- _PAGE EXTRACT_
The U.S. is not ready for a major conflict when it comes to securing its own homeland's airspace, let alone huge swathes of the enemy's. It is brutally clear. There has been a long-standing lack of creativity in terms of anticipating non-traditional threats...
My readers have heard this all for a decade from me, but we are seeing the impact of this glaring reality and the balloon is just a tiny canary in the coal mine. NORAD, for its part, is moving to rethink how it does business to address some of this, which is great...
but we are, once again, far behind after playing where the puck is and not where it's going for so long. Drones, balloons, cruise missiles, these are all challenging to deal with given how relatively simple they are in many ways, but this is where we need to close the gaps...
Adversaries have played on our weaknesses and have had taken away the sovereignty of our own airspace. Fighter jets, bombers, and surveillance planes are not the threat anymore. We have been playing in the Cold War and 9/11 mindset for far too long as technology has moved on...
Imagine dealing with not one, but 500 balloons heading to the U.S. during a crisis where the vast majority of your capabilities are deployed elsewhere, as is your attention. Any boat hundreds of miles off the coast can launch a drone swarm or even cruise missiles...
Our posture, force structure, and end strength is not prepared for this. It absolutely has to change. This can't be done with fighters on QRA alone, we need to look at domestic SAM capabilities and stopping potential attacks at their source. But we need, above all else, to...
invest in our fighter aircraft/units that are tasked with this NORAD mission. This means modern aircraft with enhanced capabilities and the ability to flex more assets to this mission even during a time of a war abroad. These are defensive capabilities...
they do not threaten anyone. Dove and hawk can back this investment. The bottom line is that the homeland is NOT a fortress and long-range standoff weaponry and unmanned capabilities have been democratized. The adversary is already here. They have been for some time. Wake up.

- _DIRECTIVES_
1) List the kinds of aircraft that the commentary on U.S. airspace defense says are no longer the threat.
2) Carry the commentary on U.S. airspace defense forward from its final sentence.

- _SUPPLIED DATA_
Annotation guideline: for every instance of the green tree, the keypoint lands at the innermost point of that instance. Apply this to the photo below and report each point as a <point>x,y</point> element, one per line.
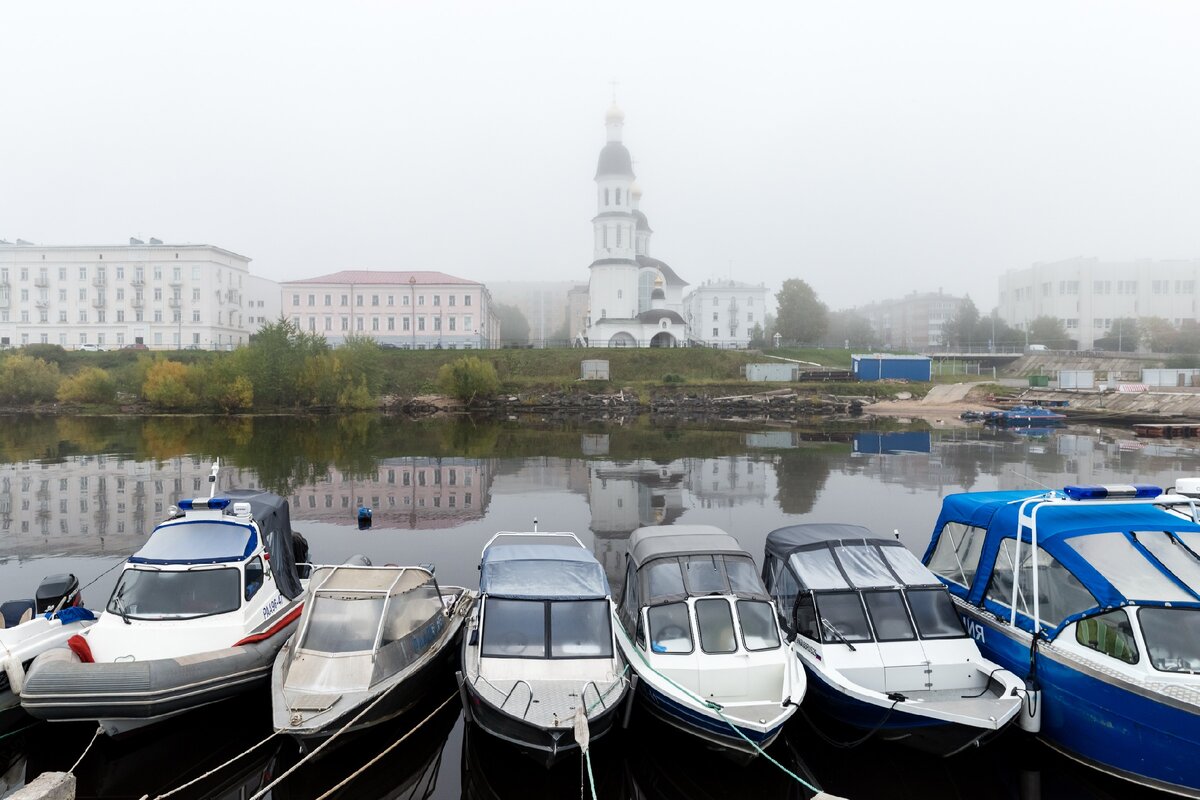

- _EXERCISE RESPONSES_
1) Fighter jets, bombers, and surveillance planes.

2)
For a full primer on one major way this has manifested itself, please give this a read in full: thedrive.com/the-war-zone/4…
Final thought, this balloon event and what we know now has also happened, can be used positively. Don't look back, look forward. Come together to close these defensive gaps. Every penny for offense will not make us strong it will make us vulnerable. Now's the time to fix this.
Nothing confirmed here but based on the video, this looks like an AIM-9 kill, IIR close up.
the ring laser proximity fuse on the AIM-9 would have a better shot at detonating considering the part you want to hit has very little to no radar signature.
The fuze rings the missile, so it looks like it may have even flown into it and detonated which would make some sense.
Public Service Announcement!: High-powered laser weapons do not exist operationally on any aircraft anywhere. We do not know of any unclassified test asset with the performance needed that is confirmed to be equipped at this time either. Classified assets would be problematic...
to use in terms of dealing with this balloon even if they existed. Ground based systems of significant power are large installations. The limited number of lower powered ones that are mobile are useful at very close ranges and not through miles of thick atmosphere...
I realize this may be disappointing to some. Directed energy will soon be a dominate force in aerial combat, but we are not there yet so that high-power aerial laser weapons are not an option in this regard.
Firing at a balloon with a fighter's gun, in this case the M61 Vulcan, is problematic as far as I understand it. 1.) you are poking small holes in a huge envelope, the round won't explode. 2.) If you are shooting from any lower or shallow aspect, then the rounds will fly...
for miles over a ballistic arch and impact over a wide area — basically an area weapon. They are cannon shells, so when they do, they explode. Training rounds can help in this regard possibly. But unless the shot is high deflection into the ground, and even then, there is risk...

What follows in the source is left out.